* START Page *

Studies and Sermons

Singing In Worship

LOCH A TUATH NEWS March 2002

I am due to speak at a conference in Cardiff this month: the annual theological study conference of the British Evangelical Council, which this year is dealing with the topic "Improving Worship: worship as God intended".

My remit was to prepare a paper entitled "Worshipping the living God", and this will appear on the church website after the Conference. Others deal with topics like "Worship and the Gospel", "Continuity and contemporariness in worship" and "New wineskins for new wine -- from Old Testament to New Testament worship".

At one level, the theme of the conference is a reflection of what the contemporary Christian media is calling "worship wars": there is an apparent tension in churches between traditional and modern styles. Controversies over worship surface in every denomination: chan ann anns an aon aite a tha an t-olc!

* END Page *

- **Exercise set**
1. Condense the paragraph of the newsletter piece that begins "My remit was" into a shorter version that keeps its main facts.
2. According to the newsletter piece, what topic is the British Evangelical Council's conference dealing with this year?
3. Extend the newsletter piece on singing in worship, picking up after its final sentence.
You won't need the material that comes next for any of this work.

* START Entries supplied *

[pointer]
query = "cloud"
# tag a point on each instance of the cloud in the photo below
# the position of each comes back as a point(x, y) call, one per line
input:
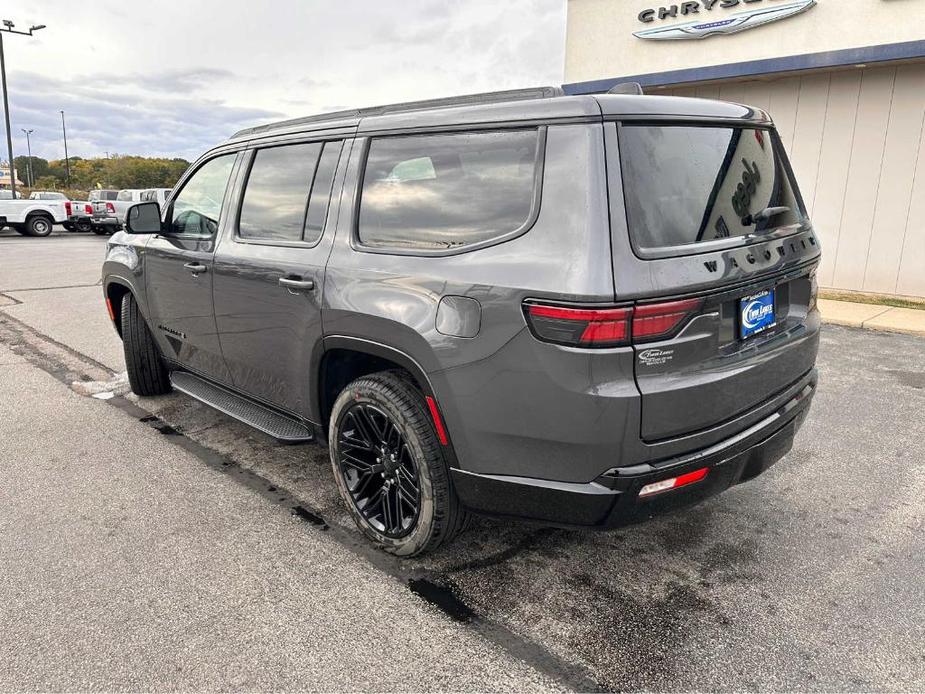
point(177, 77)
point(151, 117)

* END Entries supplied *

- **Response list**
1. The writer's assigned paper, "Worshipping the living God," will be posted on the church website after the Conference. Other speakers cover "Worship and the Gospel," "Continuity and contemporariness in worship," and "New wineskins for new wine -- from Old Testament to New Testament worship."

2. "Improving Worship: worship as God intended"

3.
At least one of the contributors has raised strong objections to the position of my own church: that of exclusive psalmody in worship. Old arguments are being thrown at us yet again: that we are using Old Covenant forms which are out of place in the New Covenant church. The debate rages from study conferences to the Stornoway Gazette; even ultra conservative organisations like the Banner of Truth are now publishing material refuting the position that exclusive psalmody was the historical position of the church.

I actually think that there are issues facing the church which are of greater importance than the war over psalmody and hymnody, not least the evangelisation of our lost world and the need to cultivate strong expository preaching. The last decade has seen the rise of the 'worship leader' -- the person whose function it is to hit the right beat and strike the right note for the singing -- but it has also seen the eclipse of the preacher.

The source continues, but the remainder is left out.